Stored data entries
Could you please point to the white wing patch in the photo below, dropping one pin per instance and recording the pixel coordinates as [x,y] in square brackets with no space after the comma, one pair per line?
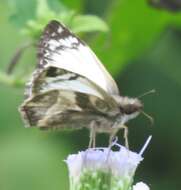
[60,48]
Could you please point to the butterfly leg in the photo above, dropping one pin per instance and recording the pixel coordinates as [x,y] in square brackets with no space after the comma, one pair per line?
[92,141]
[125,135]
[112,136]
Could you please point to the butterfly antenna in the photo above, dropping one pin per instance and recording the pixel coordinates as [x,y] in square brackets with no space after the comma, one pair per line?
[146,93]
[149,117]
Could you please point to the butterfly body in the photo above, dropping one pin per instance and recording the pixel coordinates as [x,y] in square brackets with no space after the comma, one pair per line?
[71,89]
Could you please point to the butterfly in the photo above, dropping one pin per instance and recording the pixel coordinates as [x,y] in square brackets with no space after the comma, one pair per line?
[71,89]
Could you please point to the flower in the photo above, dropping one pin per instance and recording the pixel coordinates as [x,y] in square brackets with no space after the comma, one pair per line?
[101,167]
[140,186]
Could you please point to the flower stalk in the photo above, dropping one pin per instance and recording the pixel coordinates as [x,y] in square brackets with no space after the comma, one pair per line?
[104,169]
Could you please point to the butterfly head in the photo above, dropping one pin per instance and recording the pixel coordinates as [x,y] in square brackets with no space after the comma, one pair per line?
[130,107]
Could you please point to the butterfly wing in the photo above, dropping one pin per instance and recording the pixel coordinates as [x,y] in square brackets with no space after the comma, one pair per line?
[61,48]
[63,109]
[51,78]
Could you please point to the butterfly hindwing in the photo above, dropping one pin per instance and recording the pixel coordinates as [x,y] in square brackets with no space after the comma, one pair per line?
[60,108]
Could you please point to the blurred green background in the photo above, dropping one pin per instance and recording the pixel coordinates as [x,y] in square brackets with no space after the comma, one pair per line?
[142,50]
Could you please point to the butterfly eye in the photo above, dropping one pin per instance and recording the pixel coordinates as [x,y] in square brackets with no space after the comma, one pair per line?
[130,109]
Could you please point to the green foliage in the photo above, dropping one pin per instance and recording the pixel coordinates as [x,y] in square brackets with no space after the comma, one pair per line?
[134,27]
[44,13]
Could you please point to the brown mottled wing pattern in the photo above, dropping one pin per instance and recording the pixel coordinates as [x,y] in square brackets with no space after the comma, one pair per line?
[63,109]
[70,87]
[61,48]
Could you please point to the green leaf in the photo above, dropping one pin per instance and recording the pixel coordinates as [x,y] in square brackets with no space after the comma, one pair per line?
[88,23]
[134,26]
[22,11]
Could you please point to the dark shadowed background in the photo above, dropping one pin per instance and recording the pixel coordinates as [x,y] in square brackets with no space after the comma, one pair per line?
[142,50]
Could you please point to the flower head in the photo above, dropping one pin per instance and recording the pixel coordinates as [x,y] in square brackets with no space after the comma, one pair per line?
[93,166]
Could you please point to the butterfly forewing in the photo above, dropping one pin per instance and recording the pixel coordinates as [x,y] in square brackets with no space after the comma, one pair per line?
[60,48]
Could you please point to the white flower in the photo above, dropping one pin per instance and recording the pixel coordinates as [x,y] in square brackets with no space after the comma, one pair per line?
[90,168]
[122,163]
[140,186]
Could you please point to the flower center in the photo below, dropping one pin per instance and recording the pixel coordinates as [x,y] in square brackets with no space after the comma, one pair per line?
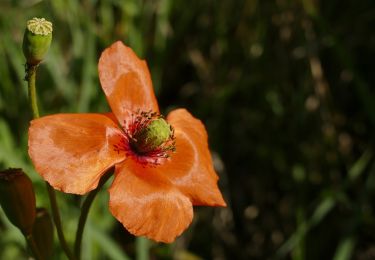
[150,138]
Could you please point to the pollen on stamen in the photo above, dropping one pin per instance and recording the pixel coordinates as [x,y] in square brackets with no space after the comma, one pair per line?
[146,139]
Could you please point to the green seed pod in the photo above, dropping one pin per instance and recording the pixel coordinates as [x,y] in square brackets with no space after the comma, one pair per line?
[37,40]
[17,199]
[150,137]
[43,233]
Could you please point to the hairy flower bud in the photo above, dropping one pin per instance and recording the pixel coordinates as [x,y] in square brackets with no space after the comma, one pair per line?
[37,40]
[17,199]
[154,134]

**YOUR ASSIGNMENT**
Return the records above exactly as written. Do not include their images.

**RESULT**
Could you please point to the white wing patch in the photo below, dropping one pin per instance and recording the pixel coordinates as [x,y] in square brackets with no space after the comma, one pair per line?
[60,48]
Could you please point to the butterfly leg in the photo above, dropping one pin per instance and recording the pixel coordinates as [x,y] in square brackets with no space after the comma, one pair per line?
[92,141]
[125,135]
[112,136]
Could you please point to the butterfly antenna in the photo above, dropping one pin per instance and recording the pixel coordinates as [x,y] in square brackets with no space after the comma, one pair per line?
[146,93]
[149,117]
Could you please point to the butterfly body in the photo above, dropping one pin per instance and recording the pixel coordinates as [x,y] in square brackets with no space after the comma, one pair per line?
[71,89]
Could you please point to the butterfly in the photo above, dropping one pin per instance and recording the pixel coordinates as [x,y] in square brackets with no space after the comma, one pair per line?
[71,89]
Could you please point to the flower in the photo above, dropping one pin per instance and recording the pixel coordinates as [x,y] in square brackets with no space after the comma, one pair per line?
[101,167]
[140,186]
Could you please point to the flower stalk in the photo above, dropping one pin per instance and recording the pixel coordinates as [x,y] in square brackets with no space after the comma, one pair per line?
[104,169]
Could you please point to the butterfly head in the photo above, dropping one pin per instance and recording the pixel coordinates as [x,y] in square brackets with no space after the comma, one pair per line?
[130,107]
Could you please point to the butterfly wing in the photo above, dropping one pin per instance and recording the pixel coordinates as [x,y] in square brackets with no space after the comma, one pair per line?
[61,48]
[63,109]
[51,78]
Could you please point to the butterfly hindwing in the photo above, dropping one pin per instance and recording the pixel coordinates as [x,y] in square brackets with no space after the comma, one pair per line?
[60,108]
Could you please point to the blurred green background in the photo above, dropping one pin per instance and recording the pixel coordinates as [x,y] in square brackets with no space after the comma, one pair per line?
[142,50]
Could you please point to the butterfly eye in the photo above, dropping one pin per instance and recording the pixel coordinates as [x,y] in square brackets with no space after the comma, one pair per line?
[130,109]
Could you please point to the green foliage in the photo above, dropping one pin per instance and recording the pixel coordinates as [x,y] in square brackets with no space after the comma, one pair per line?
[134,27]
[44,13]
Could you please point to the brown mottled wing pattern in the photo above, dropping one pin per instance and recording the pixel coordinates as [x,y] in square brackets with no space after the comma, one pair per line?
[63,109]
[70,87]
[61,48]
Could you please point to the green leaf in the photo above, dropping one pin per instance and recording the pixel coordinates as [x,y] in square brackets with no space after the comma, one pair per line?
[88,23]
[134,26]
[22,11]
Could you please point to the dark shadowed background in the photo above, dropping one pin per instance and recording the pixel coordinates as [x,y] in square brackets with no space after the comma, one pair per line?
[142,50]
Could you please point to the flower head in the photo above, dropping one pin per instance and recording the pixel coordinates as [x,y] in square brackets with no space after the comma, one pair per line?
[93,166]
Could you please point to the butterfly forewing in the photo above, dropping one pin per instance and recording the pixel coordinates as [x,y] in square brackets with no space after the comma, one pair per line?
[60,48]
Could you please point to the white flower in the photo above, dropping one pin per instance and recording the pixel coordinates as [x,y] in square brackets with no space after the comma, one pair per line?
[90,168]
[122,163]
[140,186]
Could you please point to the flower center in the photo below, dropping one pin per instance and recording the pixel coordinates as [x,y] in square brackets with no space after the comma, one pair per line?
[150,138]
Could you please point to the pollen on stamen in the photo above, dropping one pin per instance and recording the pixel coordinates as [x,y] in square brackets with no space after the comma, one pair per line?
[146,139]
Could you please point to the green seed pod in the photo above, dropping one pin per instance and recording the pixel coordinates as [x,y] in square brackets with no space after the comma, one pair per line?
[37,40]
[17,199]
[150,137]
[43,233]
Could you please point to the hairy flower bud in the photo above, dropping one pin per instance and recording the pixel coordinates as [x,y] in square brackets with no space after the comma, one pair per line?
[37,40]
[17,199]
[154,134]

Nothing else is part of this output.